(begin)

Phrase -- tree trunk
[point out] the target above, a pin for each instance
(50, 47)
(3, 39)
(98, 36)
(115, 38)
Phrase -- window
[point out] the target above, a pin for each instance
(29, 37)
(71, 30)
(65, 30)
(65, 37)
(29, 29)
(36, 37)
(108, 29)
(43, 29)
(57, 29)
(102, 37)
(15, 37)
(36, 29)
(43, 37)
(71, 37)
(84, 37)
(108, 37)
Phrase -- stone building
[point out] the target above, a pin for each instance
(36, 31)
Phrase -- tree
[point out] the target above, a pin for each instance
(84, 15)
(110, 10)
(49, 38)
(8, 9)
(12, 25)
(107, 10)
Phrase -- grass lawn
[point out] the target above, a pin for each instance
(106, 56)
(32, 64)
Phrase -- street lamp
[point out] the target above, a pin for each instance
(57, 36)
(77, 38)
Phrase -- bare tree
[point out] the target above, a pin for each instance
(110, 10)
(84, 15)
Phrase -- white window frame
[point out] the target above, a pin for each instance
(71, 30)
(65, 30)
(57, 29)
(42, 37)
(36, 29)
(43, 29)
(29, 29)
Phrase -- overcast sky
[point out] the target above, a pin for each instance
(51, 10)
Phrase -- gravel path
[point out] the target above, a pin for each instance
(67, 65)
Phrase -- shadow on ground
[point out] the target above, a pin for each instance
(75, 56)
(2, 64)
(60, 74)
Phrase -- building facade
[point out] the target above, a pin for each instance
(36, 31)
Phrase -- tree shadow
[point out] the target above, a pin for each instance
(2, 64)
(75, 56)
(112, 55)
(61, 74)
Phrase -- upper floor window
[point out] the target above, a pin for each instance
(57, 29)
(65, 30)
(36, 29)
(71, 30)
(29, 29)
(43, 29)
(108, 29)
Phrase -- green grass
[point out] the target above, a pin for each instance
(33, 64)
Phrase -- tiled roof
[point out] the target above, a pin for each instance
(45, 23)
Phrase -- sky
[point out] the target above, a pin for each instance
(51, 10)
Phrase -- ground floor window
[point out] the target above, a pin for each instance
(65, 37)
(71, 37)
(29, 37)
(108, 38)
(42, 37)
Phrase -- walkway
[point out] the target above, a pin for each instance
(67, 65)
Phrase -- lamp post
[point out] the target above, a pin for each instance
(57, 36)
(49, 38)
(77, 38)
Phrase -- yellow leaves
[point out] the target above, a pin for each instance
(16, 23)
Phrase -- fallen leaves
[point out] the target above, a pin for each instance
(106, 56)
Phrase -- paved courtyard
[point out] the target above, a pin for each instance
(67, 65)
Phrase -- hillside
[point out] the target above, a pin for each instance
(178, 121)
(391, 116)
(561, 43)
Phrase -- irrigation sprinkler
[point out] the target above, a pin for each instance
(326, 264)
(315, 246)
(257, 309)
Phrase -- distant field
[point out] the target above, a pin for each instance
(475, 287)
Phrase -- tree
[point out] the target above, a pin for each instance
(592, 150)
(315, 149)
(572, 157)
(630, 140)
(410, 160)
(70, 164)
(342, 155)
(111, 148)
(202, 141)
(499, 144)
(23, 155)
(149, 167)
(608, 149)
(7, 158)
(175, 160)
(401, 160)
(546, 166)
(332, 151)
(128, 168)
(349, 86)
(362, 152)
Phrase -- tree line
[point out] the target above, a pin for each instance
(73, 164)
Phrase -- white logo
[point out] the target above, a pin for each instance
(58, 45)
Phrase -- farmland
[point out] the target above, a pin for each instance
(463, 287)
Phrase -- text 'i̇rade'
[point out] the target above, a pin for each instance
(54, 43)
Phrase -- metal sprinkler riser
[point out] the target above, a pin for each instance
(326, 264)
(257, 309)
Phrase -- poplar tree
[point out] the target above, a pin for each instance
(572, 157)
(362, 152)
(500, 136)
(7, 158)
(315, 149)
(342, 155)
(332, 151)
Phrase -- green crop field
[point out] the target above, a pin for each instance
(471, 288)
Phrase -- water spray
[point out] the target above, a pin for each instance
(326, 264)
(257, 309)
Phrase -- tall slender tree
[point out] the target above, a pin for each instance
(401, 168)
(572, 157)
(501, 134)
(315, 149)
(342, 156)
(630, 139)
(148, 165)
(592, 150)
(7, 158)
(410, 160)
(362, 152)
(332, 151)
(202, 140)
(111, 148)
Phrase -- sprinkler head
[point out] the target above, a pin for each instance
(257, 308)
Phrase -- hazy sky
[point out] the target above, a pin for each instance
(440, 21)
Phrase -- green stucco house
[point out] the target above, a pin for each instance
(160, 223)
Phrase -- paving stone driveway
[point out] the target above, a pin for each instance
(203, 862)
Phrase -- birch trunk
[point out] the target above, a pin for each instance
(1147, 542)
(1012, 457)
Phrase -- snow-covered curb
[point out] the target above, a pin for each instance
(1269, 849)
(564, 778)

(end)

**WORK REQUIRED:** Rewrite all the rows above, changing every "a pin for each instance" to "one pin per instance" and leaving everything else as it is.

**CORRECT RESPONSE:**
Phrase -- tree trunk
[point out] the target above, one pin per instance
(50, 47)
(3, 39)
(98, 36)
(115, 38)
Phrase -- window
[point out] the target above, one pin per instance
(29, 37)
(71, 30)
(65, 30)
(65, 37)
(29, 29)
(36, 37)
(108, 29)
(43, 29)
(57, 29)
(102, 37)
(15, 37)
(36, 29)
(43, 37)
(71, 37)
(84, 37)
(108, 37)
Phrase -- stone building
[point out] the target above, one pin per instance
(36, 31)
Phrase -- tree
[point out] the target above, one pin per instance
(84, 15)
(110, 10)
(49, 38)
(8, 9)
(12, 25)
(107, 10)
Phrase -- grass lawn
[point out] the target above, one pin per instance
(106, 56)
(32, 64)
Phrase -- street lamp
[point out] the target above, one pin per instance
(57, 36)
(77, 38)
Phrase -- bare tree
[point out] the target above, one pin per instance
(110, 10)
(84, 15)
Phrase -- white window frame
[point out] the target above, one pin per instance
(71, 30)
(65, 30)
(57, 29)
(42, 37)
(36, 29)
(43, 29)
(29, 29)
Phrase -- overcast sky
[point out] the target above, one pin per instance
(51, 10)
Phrase -- gravel path
[point out] the target above, one pin per instance
(67, 65)
Phrase -- shadow on ground
[point out] the target above, one pin per instance
(75, 56)
(2, 64)
(60, 74)
Phrase -- building facade
[point out] the target above, one pin per instance
(36, 31)
Phrase -- tree shadow
[point out] the target above, one pin per instance
(2, 64)
(75, 56)
(112, 55)
(61, 74)
Phrase -- upper floor window
[point out] the target above, one pin per instance
(57, 29)
(65, 30)
(36, 29)
(71, 30)
(29, 29)
(43, 29)
(108, 29)
Phrase -- green grass
[point out] the target above, one pin per instance
(33, 64)
Phrase -- tiled roof
[point out] the target above, one pin per instance
(45, 23)
Phrase -- sky
[point out] the target above, one pin per instance
(51, 10)
Phrase -- ground floor window
[point out] the target above, one pin per instance
(65, 37)
(71, 37)
(29, 37)
(108, 38)
(42, 37)
Phrase -- walkway
[point out] the target above, one pin per instance
(67, 65)
Phrase -- lamp post
[point out] the target above, one pin per instance
(57, 36)
(49, 38)
(77, 38)
Phrase -- yellow leaves
[point out] the target above, one pin per instance
(16, 23)
Phrase -- fallen leaves
[point out] the target above, one pin per instance
(106, 56)
Phrase -- paved courtyard
[point out] the target above, one pin per instance
(67, 65)
Phrase -- hillside
[point out] the target above, one pin per instance
(178, 121)
(391, 116)
(561, 43)
Phrase -- irrigation sprinkler
[point out] the target above, one pin per instance
(326, 264)
(315, 246)
(257, 309)
Phrase -- distant field
[point out] the target above, one pin per instance
(475, 287)
Phrase -- tree
[point out] the target above, one pin per instance
(592, 150)
(315, 149)
(572, 157)
(630, 140)
(410, 160)
(70, 164)
(342, 155)
(111, 148)
(202, 141)
(499, 144)
(23, 155)
(149, 167)
(608, 149)
(7, 158)
(175, 160)
(401, 160)
(546, 166)
(332, 151)
(128, 168)
(349, 86)
(362, 152)
Phrase -- tree line
[point out] the target above, one pin per instance
(73, 164)
Phrase -- white logo
[point out] the target above, one pin per instance
(58, 45)
Phrase -- farmland
[point out] the target above, one pin per instance
(463, 287)
Phrase -- text 'i̇rade'
[point out] the target above, one pin per instance
(54, 43)
Phrase -- metal sprinkler riser
[point out] the target above, one pin per instance
(326, 264)
(257, 309)
Phrase -- poplar tree
[point out] the target above, one pin per instance
(572, 157)
(362, 152)
(500, 136)
(7, 158)
(315, 149)
(342, 155)
(332, 151)
Phrase -- green crop field
[point out] the target above, one pin per instance
(471, 288)
Phrase -- water spray
[point out] the target above, one pin per instance
(326, 264)
(257, 309)
Phrase -- tall slender tree
[point out] the target above, one pin per instance
(401, 168)
(572, 157)
(501, 134)
(315, 149)
(342, 156)
(630, 139)
(148, 165)
(592, 150)
(7, 158)
(410, 160)
(362, 152)
(332, 151)
(202, 140)
(111, 148)
Phrase -- sprinkler head
[point out] the target above, one pin per instance
(257, 308)
Phrase -- hazy sky
[point out] the target above, one pin per instance
(440, 21)
Phrase -- green stucco house
[point out] the target above, one pin per instance
(160, 223)
Phrase -- paving stone driveway
[point out] the target above, one pin per instance
(203, 862)
Phrase -- birch trunk
[point out] the target above, one pin per instance
(1147, 542)
(1012, 457)
Phrase -- snow-covered curb
[point out] the target above, one pin per instance
(1269, 849)
(564, 778)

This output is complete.